WHAT THE TASK REQUIRES: Copy exactly the lines from the one containing "The pointer SHOULD provide one marker per instance of the yellow" through the last line of the records, both included, and nothing more.

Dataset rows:
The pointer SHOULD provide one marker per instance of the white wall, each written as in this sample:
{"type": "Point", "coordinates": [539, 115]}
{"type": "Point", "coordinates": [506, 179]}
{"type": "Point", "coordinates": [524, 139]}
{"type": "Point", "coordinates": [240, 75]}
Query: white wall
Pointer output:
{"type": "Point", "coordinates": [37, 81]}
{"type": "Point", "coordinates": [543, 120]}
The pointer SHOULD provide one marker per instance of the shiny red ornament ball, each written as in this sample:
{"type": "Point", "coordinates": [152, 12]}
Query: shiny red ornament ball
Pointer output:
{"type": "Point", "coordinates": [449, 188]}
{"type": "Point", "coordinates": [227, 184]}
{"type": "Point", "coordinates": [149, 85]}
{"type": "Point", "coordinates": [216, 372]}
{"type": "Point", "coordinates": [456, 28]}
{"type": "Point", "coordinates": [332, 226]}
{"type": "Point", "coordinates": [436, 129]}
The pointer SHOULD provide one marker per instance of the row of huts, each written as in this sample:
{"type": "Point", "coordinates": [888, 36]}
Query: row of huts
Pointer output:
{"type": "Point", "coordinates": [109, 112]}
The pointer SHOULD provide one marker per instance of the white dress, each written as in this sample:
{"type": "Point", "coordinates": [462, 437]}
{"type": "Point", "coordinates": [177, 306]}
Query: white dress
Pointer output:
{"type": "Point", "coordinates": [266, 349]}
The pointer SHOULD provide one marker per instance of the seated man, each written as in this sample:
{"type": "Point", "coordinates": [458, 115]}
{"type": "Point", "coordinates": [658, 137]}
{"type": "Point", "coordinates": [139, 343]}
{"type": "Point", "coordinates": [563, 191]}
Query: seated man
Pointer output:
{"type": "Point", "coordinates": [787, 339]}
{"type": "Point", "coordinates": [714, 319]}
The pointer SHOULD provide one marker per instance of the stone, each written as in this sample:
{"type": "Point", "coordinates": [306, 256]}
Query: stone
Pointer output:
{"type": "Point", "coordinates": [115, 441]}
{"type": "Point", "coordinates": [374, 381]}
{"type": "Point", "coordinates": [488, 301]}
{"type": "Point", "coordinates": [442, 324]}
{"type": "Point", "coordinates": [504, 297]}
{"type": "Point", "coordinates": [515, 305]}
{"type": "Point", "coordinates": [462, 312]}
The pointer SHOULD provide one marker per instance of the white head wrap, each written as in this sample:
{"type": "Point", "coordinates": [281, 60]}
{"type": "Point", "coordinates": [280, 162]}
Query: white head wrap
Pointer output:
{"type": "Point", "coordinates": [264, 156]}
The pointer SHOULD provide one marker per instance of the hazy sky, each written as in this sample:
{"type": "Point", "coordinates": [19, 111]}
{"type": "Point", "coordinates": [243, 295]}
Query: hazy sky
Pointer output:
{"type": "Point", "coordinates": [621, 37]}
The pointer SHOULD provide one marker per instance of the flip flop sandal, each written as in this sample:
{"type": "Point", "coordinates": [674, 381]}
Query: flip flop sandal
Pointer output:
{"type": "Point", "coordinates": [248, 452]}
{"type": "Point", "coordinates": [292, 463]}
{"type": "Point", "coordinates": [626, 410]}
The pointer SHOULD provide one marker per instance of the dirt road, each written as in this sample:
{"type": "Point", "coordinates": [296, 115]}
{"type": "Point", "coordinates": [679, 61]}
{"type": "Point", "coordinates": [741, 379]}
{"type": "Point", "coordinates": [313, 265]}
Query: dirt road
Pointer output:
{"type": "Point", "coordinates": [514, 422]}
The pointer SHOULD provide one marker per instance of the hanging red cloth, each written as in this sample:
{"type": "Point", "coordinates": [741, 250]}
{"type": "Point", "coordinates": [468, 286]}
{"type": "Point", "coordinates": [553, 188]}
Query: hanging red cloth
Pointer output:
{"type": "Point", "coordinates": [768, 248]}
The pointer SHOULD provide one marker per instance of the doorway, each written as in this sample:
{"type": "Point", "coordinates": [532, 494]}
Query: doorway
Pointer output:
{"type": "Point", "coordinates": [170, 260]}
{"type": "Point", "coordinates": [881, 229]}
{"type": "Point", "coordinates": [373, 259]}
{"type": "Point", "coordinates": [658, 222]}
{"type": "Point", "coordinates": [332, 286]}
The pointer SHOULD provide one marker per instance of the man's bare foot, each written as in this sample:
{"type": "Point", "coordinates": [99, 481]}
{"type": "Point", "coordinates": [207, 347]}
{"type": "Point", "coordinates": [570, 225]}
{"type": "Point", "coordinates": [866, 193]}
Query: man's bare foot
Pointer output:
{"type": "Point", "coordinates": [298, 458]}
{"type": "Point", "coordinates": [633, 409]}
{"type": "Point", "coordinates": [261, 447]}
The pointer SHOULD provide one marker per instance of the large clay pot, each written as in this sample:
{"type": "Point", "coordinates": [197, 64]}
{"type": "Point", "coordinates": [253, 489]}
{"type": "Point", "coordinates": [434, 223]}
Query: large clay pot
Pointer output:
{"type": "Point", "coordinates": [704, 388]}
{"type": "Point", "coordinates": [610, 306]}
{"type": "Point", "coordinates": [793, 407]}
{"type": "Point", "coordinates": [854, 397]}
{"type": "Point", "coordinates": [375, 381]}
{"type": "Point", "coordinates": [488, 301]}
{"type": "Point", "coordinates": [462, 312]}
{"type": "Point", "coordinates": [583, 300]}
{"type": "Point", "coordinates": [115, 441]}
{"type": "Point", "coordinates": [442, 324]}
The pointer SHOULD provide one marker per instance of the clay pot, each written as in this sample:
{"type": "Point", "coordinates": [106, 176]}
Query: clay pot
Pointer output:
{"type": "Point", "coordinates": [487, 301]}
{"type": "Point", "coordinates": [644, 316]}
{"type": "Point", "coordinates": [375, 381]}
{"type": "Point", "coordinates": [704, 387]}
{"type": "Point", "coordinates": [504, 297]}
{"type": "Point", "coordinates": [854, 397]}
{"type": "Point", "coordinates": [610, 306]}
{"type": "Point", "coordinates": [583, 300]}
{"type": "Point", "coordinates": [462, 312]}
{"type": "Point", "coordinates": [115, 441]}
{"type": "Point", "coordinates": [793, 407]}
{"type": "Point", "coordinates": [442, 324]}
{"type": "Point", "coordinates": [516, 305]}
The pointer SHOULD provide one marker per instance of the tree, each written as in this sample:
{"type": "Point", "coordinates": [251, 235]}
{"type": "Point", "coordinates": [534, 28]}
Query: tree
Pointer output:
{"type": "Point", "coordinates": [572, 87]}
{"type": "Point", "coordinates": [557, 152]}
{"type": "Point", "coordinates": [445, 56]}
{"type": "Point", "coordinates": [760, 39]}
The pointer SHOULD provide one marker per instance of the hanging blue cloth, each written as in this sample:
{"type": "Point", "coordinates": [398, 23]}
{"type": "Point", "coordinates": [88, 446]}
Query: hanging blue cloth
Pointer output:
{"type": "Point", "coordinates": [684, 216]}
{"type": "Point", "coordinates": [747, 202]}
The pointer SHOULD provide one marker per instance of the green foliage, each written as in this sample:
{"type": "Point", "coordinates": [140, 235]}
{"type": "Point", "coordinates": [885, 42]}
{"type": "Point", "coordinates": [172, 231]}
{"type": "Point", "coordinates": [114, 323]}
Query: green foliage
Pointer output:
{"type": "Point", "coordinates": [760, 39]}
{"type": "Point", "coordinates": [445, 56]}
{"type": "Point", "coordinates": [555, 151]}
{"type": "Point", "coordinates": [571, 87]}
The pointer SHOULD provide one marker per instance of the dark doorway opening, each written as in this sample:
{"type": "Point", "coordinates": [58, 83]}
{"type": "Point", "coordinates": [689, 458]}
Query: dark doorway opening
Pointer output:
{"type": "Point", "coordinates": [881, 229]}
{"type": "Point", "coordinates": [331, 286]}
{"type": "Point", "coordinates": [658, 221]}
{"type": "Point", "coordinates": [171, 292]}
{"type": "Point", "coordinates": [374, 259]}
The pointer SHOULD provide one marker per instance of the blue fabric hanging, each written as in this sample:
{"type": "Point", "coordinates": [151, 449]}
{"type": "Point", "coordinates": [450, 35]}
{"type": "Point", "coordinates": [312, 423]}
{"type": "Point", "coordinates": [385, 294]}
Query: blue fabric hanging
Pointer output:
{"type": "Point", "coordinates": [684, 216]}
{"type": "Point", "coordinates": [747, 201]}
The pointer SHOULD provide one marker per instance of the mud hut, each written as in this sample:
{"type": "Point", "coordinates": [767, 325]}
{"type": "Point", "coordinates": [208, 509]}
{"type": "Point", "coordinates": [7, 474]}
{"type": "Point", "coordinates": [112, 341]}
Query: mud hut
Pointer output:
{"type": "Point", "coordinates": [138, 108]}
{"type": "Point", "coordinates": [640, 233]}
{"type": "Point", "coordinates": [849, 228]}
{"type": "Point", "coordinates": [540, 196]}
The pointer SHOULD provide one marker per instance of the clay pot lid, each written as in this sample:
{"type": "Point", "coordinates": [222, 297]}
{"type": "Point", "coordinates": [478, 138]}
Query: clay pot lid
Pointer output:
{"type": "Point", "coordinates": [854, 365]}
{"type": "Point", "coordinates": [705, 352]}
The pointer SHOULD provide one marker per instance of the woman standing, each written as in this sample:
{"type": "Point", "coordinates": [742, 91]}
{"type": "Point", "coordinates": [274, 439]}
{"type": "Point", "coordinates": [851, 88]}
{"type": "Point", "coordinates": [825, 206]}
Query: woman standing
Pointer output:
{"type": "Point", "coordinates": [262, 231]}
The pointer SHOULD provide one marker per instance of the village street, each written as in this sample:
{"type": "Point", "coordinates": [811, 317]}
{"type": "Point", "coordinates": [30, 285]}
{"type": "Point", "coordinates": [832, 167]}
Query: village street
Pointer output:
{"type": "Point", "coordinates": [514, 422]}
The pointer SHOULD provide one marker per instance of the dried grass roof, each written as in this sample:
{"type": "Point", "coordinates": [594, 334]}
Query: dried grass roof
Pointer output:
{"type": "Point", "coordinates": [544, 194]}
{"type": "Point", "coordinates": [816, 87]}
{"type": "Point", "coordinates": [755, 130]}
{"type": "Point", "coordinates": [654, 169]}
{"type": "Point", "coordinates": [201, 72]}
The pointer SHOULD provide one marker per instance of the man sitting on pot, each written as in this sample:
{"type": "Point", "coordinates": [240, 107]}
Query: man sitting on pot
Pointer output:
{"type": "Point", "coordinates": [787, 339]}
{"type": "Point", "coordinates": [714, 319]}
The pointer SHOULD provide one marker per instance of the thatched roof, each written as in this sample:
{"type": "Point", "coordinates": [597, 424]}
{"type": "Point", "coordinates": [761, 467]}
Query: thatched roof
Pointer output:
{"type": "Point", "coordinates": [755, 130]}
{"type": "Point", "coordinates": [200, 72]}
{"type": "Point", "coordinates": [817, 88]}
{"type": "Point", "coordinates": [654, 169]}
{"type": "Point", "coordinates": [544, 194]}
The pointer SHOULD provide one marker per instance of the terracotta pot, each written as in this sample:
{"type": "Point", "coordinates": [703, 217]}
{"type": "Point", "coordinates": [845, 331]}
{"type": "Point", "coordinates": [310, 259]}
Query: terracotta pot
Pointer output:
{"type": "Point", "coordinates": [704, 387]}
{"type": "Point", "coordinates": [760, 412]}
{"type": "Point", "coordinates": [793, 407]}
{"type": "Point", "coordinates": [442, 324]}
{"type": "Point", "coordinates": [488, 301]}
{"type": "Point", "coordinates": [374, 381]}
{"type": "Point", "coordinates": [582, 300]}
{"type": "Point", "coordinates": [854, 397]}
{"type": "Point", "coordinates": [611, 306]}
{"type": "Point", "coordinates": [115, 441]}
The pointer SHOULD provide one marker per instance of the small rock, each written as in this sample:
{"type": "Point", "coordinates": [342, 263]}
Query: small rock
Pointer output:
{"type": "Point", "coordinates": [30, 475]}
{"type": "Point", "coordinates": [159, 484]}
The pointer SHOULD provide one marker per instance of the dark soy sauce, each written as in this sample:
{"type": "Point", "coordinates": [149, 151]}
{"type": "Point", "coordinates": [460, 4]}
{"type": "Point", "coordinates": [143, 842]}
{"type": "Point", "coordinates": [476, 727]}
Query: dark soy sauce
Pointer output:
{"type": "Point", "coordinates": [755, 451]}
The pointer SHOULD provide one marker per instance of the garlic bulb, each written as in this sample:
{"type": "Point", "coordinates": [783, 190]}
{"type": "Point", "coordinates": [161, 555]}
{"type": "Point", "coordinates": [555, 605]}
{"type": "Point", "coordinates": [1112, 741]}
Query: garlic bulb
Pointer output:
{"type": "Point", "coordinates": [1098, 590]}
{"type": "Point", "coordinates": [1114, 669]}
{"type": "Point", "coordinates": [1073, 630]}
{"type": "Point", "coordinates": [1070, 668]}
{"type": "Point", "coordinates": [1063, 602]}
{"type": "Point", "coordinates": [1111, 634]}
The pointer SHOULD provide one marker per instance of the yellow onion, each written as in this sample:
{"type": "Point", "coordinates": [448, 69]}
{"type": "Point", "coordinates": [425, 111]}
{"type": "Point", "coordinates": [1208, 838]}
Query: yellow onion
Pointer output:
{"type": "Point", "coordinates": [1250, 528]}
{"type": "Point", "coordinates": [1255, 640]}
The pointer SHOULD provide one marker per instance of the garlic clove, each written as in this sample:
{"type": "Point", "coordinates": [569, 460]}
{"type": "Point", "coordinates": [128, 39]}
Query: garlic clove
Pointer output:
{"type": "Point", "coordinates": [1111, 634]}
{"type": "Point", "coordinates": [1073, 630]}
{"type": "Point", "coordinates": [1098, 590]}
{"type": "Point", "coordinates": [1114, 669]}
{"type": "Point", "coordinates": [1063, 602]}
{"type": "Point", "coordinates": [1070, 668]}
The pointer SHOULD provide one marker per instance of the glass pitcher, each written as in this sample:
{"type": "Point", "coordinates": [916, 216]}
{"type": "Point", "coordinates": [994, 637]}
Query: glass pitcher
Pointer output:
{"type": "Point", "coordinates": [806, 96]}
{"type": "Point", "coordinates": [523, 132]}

WRITTEN SOLUTION:
The pointer SHOULD provide one marker per instance of the yellow onion, each written as in this sample:
{"type": "Point", "coordinates": [448, 69]}
{"type": "Point", "coordinates": [425, 111]}
{"type": "Point", "coordinates": [1208, 838]}
Query: yellow onion
Pointer output:
{"type": "Point", "coordinates": [1250, 528]}
{"type": "Point", "coordinates": [1255, 640]}
The pointer SHOULD provide one marker per instance of the garlic clove, each written as in this sample:
{"type": "Point", "coordinates": [569, 460]}
{"type": "Point", "coordinates": [128, 39]}
Query: garlic clove
Pointer output:
{"type": "Point", "coordinates": [1111, 634]}
{"type": "Point", "coordinates": [1073, 630]}
{"type": "Point", "coordinates": [1098, 590]}
{"type": "Point", "coordinates": [1114, 669]}
{"type": "Point", "coordinates": [1063, 602]}
{"type": "Point", "coordinates": [1070, 668]}
The pointer SHOULD provide one marker per instance of the glass pitcher, each written as in this sample:
{"type": "Point", "coordinates": [916, 216]}
{"type": "Point", "coordinates": [994, 637]}
Query: glass pitcher
Pointer output:
{"type": "Point", "coordinates": [806, 96]}
{"type": "Point", "coordinates": [523, 132]}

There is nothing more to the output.